= What you will do =
The lines to extract run from the first line of the material below to the line containing "box: [54, 144, 296, 354]", both included; leave the pictures behind.

= Excerpted data =
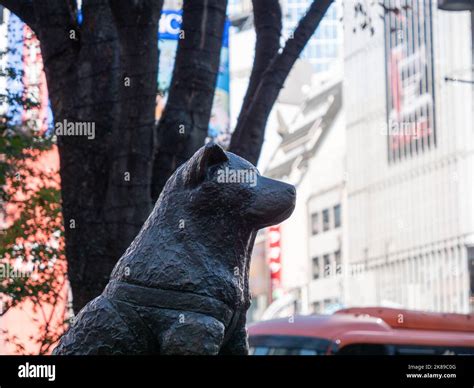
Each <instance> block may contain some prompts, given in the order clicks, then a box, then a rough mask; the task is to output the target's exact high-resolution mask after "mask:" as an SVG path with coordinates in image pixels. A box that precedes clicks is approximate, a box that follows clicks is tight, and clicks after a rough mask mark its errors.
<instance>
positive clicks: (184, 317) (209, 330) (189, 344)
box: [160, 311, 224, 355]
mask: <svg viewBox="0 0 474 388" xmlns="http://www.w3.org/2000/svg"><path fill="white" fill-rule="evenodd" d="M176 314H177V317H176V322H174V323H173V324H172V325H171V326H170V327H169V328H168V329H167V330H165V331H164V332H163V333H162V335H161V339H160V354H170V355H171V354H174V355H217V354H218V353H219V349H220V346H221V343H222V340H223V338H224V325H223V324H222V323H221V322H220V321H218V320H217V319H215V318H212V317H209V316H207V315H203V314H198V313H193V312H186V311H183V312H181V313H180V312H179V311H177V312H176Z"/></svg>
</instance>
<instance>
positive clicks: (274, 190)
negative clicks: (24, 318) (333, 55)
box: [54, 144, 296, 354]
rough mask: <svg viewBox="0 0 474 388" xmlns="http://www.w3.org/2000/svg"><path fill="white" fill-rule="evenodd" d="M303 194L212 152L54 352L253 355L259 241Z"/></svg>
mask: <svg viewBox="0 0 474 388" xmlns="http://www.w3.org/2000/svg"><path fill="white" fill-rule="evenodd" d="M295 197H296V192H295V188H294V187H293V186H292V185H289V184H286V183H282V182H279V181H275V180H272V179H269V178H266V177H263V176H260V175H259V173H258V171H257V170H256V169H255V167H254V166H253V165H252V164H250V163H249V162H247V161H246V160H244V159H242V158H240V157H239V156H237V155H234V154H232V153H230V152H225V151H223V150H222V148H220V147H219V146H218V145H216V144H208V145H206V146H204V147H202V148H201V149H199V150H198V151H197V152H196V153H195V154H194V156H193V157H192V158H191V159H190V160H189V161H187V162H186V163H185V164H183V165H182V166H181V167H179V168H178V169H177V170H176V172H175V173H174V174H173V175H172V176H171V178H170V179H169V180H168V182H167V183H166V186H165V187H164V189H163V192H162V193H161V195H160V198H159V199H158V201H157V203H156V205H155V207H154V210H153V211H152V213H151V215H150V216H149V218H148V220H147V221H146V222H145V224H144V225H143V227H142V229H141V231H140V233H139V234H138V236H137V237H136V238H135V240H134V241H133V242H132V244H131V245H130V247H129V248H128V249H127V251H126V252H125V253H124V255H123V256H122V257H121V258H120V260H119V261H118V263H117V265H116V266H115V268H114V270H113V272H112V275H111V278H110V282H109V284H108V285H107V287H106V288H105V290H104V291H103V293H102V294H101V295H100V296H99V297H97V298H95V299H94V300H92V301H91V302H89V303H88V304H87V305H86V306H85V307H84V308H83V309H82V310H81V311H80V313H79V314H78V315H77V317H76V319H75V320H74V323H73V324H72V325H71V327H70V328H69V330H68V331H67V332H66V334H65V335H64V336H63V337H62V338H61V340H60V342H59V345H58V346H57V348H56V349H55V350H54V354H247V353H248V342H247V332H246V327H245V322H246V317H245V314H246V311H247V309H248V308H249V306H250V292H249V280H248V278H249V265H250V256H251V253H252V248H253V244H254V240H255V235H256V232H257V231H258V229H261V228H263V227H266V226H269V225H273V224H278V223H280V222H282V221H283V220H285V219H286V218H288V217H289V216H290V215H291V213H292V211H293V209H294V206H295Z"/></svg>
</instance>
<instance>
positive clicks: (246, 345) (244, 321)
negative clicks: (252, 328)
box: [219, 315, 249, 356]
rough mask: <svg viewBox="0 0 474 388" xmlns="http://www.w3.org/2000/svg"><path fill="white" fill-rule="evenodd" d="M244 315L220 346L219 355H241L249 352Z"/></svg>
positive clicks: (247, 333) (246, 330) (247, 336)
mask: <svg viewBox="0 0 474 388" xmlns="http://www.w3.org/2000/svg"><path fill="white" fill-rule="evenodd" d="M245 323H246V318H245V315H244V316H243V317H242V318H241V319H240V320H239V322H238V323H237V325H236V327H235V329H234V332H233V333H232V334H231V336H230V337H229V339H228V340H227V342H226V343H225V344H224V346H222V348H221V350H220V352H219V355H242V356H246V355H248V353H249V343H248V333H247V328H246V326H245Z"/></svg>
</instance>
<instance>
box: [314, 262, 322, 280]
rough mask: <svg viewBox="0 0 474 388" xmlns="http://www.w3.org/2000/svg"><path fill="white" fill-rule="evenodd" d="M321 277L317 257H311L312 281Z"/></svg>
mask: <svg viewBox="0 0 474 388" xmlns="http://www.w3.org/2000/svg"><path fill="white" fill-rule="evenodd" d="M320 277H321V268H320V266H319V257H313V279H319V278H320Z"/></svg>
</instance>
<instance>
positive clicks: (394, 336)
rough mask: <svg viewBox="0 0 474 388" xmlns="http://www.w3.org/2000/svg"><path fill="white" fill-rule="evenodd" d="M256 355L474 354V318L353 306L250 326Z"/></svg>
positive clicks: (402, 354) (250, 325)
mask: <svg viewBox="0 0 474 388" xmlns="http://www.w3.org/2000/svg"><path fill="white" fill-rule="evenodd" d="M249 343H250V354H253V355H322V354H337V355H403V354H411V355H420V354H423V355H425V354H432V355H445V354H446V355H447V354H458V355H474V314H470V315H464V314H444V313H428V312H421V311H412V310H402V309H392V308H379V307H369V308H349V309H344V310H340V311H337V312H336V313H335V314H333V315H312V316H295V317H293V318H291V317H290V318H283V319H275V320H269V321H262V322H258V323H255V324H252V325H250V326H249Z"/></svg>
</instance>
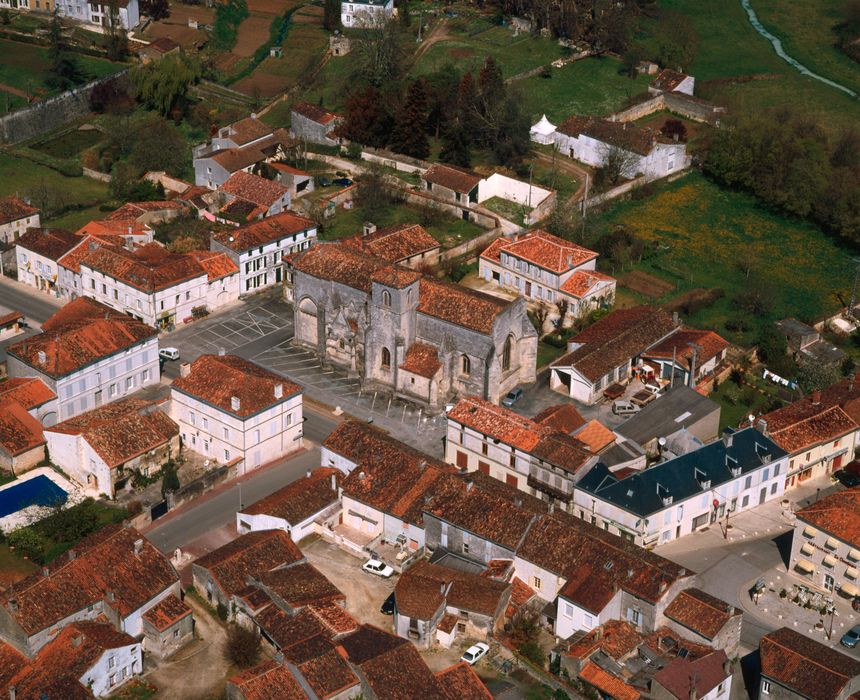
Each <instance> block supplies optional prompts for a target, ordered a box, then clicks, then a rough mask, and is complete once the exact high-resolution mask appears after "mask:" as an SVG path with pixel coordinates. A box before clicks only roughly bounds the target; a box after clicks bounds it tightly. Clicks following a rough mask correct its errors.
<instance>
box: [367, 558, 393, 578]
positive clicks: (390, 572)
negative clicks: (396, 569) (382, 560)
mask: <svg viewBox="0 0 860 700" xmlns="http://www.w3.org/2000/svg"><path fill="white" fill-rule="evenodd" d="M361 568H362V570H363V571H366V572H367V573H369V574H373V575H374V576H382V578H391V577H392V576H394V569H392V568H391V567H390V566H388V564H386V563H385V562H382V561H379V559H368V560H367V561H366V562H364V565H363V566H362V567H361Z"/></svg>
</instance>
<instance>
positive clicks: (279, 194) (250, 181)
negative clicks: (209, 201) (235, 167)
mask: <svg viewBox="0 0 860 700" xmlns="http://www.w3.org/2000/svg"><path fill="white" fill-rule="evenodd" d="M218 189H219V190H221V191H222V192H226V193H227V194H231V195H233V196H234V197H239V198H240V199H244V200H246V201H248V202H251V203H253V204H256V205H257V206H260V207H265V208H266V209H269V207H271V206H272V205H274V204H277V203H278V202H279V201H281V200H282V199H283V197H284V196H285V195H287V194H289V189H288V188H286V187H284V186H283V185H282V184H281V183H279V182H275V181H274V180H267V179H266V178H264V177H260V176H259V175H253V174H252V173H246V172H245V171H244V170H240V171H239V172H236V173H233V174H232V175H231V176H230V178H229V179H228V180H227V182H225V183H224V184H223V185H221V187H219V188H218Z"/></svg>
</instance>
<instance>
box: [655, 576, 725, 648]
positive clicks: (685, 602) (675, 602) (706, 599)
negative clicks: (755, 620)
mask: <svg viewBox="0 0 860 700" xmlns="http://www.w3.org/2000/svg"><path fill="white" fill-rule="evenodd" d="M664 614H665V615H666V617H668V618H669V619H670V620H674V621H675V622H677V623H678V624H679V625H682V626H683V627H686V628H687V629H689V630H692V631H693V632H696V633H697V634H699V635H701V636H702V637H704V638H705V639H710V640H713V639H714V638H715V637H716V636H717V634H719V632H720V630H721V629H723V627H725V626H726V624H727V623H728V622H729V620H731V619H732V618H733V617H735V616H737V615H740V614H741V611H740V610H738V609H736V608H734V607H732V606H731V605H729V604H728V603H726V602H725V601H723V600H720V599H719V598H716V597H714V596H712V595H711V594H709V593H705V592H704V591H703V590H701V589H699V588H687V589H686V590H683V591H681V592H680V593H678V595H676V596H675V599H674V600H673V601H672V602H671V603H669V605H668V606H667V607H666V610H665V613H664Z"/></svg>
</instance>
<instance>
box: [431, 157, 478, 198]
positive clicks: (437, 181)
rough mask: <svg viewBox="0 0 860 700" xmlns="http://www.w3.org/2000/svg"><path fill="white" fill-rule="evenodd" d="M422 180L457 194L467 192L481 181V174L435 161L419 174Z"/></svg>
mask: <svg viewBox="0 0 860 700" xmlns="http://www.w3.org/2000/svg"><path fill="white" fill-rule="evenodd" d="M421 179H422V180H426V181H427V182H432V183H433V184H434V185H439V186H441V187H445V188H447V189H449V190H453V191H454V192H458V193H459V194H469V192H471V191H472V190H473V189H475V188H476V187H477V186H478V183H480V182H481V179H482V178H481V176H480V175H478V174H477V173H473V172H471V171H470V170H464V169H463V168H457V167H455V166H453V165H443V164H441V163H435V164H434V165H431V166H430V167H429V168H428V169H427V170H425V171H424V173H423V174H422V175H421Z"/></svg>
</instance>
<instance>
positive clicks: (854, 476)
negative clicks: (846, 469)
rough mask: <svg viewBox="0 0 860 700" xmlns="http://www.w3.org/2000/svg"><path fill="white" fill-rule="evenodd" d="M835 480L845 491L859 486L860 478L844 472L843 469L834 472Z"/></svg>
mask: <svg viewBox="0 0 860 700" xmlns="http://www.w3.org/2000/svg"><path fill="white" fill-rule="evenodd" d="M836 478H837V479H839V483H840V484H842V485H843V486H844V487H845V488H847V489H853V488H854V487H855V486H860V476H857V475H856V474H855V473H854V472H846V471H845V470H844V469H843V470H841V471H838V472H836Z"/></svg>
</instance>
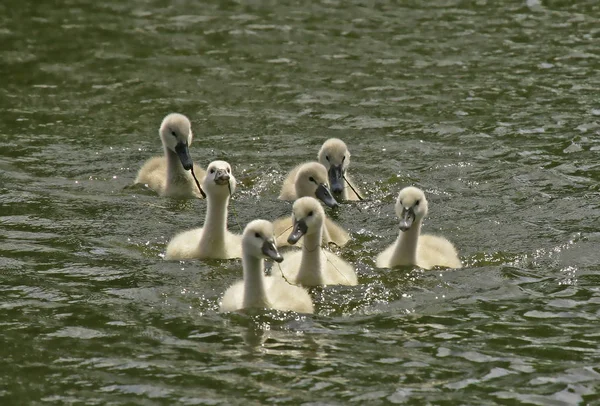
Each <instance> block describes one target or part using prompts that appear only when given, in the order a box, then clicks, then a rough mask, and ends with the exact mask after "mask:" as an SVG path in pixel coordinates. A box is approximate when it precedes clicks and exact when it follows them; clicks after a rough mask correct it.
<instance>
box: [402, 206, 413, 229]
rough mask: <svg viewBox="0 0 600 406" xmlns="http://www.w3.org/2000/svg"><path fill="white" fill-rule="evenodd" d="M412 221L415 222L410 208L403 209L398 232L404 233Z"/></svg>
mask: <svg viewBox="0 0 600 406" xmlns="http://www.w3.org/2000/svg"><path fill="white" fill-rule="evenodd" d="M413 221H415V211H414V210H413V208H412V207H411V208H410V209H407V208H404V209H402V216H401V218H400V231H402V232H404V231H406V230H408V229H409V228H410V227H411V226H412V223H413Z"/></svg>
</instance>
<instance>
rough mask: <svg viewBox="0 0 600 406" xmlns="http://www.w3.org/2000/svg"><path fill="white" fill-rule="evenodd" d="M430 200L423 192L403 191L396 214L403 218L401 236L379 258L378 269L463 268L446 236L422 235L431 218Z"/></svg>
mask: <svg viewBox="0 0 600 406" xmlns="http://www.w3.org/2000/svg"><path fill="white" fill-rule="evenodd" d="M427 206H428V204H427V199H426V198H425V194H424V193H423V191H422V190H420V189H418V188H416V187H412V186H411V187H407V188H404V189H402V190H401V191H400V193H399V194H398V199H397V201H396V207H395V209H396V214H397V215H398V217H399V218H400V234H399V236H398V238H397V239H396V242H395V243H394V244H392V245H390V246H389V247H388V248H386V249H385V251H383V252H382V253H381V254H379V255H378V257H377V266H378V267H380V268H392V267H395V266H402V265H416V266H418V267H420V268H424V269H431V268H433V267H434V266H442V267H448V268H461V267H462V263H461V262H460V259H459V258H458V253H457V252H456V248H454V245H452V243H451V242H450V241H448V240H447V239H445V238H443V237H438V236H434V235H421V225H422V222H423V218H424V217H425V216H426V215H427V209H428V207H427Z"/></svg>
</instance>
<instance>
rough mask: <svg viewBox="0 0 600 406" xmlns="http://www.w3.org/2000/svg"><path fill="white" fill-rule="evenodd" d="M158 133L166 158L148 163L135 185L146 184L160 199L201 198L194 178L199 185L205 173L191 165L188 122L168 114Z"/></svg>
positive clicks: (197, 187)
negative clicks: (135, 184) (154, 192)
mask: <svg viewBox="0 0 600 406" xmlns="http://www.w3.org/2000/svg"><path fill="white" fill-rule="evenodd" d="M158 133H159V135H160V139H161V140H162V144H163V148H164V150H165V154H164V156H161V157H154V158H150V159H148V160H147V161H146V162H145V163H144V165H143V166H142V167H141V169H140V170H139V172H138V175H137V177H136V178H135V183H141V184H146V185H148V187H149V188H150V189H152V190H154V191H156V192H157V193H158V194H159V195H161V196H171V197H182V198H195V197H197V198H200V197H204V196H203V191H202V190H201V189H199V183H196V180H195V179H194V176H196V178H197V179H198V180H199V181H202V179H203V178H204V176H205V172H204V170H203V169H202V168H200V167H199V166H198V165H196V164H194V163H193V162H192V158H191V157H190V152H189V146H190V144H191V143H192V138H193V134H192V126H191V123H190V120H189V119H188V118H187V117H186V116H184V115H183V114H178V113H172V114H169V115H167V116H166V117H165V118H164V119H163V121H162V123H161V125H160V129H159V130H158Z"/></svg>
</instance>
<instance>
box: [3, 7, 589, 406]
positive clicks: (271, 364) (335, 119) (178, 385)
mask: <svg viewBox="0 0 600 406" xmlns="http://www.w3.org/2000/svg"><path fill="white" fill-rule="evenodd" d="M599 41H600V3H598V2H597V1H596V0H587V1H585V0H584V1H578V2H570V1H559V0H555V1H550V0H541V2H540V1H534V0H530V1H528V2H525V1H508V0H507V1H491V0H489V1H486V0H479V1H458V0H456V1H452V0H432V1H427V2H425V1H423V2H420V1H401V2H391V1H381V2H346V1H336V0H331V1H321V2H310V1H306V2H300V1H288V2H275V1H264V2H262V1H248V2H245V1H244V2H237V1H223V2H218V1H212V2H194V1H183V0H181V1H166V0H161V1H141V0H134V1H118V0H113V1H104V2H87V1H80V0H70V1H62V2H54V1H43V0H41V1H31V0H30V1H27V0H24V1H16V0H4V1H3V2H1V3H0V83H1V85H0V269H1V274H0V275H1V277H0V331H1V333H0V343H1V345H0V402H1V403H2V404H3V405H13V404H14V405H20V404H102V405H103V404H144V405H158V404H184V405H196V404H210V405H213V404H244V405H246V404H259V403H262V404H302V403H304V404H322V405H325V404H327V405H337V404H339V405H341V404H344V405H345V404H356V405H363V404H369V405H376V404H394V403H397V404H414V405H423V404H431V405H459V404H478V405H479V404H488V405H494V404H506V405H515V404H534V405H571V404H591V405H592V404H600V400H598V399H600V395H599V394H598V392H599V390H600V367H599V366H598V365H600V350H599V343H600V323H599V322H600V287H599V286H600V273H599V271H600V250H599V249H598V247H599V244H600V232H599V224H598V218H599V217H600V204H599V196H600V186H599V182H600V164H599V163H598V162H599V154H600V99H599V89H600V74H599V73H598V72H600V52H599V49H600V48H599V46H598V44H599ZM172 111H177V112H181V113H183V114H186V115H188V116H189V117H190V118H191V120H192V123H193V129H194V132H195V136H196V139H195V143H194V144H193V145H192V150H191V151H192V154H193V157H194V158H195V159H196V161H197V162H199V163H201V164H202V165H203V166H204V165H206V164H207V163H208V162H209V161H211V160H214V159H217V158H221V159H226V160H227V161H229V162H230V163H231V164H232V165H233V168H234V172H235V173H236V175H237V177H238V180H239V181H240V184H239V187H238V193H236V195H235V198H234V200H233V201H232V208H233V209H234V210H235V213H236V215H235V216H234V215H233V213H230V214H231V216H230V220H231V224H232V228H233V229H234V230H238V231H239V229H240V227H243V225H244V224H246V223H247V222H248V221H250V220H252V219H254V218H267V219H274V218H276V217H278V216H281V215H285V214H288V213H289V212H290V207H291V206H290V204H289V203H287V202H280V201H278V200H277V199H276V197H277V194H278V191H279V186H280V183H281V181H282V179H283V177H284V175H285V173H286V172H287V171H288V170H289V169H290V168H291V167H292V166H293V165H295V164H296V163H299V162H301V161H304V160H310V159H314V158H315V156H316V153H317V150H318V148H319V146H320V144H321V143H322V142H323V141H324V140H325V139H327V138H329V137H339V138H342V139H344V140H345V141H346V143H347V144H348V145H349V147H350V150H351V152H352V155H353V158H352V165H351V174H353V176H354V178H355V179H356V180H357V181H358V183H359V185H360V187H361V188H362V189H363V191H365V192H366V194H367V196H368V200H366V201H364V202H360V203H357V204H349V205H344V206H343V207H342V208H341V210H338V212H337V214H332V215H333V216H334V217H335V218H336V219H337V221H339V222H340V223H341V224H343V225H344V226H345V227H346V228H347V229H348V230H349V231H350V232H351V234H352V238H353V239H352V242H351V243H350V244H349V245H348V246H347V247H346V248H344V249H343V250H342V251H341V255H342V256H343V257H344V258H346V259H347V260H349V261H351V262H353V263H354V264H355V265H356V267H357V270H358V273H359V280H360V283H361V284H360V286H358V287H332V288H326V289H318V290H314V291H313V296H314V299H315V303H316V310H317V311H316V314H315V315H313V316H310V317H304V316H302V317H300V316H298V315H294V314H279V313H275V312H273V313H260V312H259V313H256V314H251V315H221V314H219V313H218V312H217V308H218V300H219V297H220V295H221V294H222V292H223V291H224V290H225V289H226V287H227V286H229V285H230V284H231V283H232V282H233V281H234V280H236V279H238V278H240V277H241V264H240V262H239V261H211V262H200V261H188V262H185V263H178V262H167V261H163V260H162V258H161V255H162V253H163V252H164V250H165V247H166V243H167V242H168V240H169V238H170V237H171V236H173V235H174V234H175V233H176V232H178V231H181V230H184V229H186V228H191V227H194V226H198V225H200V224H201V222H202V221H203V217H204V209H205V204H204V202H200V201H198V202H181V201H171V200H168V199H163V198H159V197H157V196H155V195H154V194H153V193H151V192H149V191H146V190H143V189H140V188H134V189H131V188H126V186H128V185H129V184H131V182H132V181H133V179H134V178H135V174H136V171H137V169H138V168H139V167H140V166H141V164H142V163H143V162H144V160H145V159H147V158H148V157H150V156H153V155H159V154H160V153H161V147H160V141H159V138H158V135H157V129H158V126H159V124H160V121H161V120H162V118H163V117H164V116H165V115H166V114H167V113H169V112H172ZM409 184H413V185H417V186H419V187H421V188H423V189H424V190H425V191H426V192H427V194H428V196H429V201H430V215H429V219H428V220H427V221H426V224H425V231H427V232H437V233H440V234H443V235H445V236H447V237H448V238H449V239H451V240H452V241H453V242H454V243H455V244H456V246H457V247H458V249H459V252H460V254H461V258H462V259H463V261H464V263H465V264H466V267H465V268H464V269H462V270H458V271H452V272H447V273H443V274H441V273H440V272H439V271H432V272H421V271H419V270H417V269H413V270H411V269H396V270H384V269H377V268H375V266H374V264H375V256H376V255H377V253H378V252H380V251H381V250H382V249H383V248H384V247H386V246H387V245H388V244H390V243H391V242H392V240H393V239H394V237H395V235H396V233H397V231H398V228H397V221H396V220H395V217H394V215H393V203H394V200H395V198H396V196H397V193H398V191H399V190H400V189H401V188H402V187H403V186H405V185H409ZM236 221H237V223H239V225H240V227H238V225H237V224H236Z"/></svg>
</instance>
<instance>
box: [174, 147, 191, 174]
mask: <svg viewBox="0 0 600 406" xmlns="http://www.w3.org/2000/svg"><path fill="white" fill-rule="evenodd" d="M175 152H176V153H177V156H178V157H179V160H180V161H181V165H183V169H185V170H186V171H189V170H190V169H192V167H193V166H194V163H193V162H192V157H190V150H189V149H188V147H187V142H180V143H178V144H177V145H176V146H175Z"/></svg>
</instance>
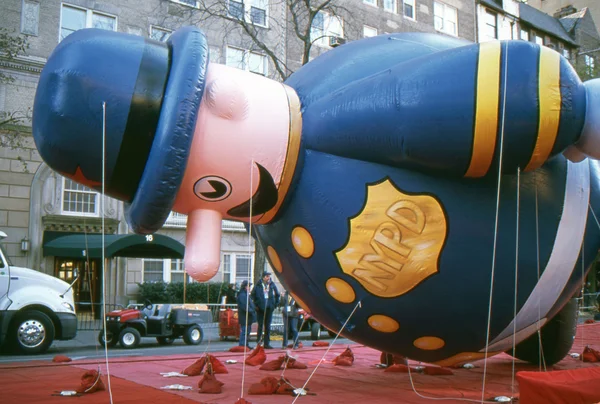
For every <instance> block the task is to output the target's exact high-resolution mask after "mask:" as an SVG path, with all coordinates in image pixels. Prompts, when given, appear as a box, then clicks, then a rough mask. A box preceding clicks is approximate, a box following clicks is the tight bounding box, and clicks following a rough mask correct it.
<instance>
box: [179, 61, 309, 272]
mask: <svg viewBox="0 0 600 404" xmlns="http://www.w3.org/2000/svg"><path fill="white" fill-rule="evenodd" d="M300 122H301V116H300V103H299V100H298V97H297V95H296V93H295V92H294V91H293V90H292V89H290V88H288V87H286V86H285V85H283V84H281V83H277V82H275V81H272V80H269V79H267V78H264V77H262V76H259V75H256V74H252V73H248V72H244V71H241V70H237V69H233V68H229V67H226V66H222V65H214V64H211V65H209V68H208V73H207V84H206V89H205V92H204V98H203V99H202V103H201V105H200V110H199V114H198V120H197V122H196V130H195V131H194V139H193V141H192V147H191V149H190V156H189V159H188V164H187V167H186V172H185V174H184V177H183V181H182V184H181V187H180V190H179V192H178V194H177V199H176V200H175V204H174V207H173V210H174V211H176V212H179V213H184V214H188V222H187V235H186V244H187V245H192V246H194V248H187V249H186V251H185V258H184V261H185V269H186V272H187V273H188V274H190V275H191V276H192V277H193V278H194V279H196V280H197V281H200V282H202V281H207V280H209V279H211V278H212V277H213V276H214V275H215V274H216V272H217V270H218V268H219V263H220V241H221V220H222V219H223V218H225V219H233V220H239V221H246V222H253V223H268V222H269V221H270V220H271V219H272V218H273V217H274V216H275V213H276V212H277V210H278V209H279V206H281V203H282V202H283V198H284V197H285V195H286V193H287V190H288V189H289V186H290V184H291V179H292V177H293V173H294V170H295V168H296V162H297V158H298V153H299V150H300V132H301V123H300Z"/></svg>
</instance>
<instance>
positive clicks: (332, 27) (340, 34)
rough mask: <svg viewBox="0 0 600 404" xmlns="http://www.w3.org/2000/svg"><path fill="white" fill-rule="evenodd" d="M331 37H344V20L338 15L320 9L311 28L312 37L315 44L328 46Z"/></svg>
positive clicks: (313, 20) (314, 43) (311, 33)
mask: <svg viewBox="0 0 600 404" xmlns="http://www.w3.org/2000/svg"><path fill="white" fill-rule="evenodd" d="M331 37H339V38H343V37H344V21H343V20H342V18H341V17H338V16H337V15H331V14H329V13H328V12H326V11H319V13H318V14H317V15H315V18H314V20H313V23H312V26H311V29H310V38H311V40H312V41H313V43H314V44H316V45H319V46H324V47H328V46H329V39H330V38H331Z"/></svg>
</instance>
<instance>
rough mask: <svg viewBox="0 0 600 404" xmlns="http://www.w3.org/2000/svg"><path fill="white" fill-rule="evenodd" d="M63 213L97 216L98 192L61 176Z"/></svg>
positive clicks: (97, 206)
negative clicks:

= Response =
Each <instance> block may contain some prompts, given in the order clicks, then a box, then a rough mask; the task is to output the target's exact high-resolution mask after "mask:" as an SVG path with coordinates in image pixels. A box that precedes clicks is approximate, a box that follows clicks is tight, and clicks after a rough mask mark its errors.
<instance>
positive clicks: (184, 317) (209, 330) (189, 344)
box: [160, 311, 224, 355]
mask: <svg viewBox="0 0 474 388" xmlns="http://www.w3.org/2000/svg"><path fill="white" fill-rule="evenodd" d="M176 314H177V317H176V322H174V323H173V324H172V325H171V326H170V327H169V328H168V329H167V330H165V331H164V332H163V333H162V335H161V339H160V354H170V355H171V354H174V355H217V354H218V353H219V349H220V346H221V343H222V340H223V338H224V325H223V324H222V323H221V322H220V321H218V320H217V319H215V318H212V317H209V316H207V315H203V314H198V313H193V312H186V311H183V312H181V313H180V312H179V311H177V312H176Z"/></svg>
</instance>
<instance>
positive clicks: (274, 190)
negative clicks: (24, 318) (333, 55)
box: [54, 144, 296, 354]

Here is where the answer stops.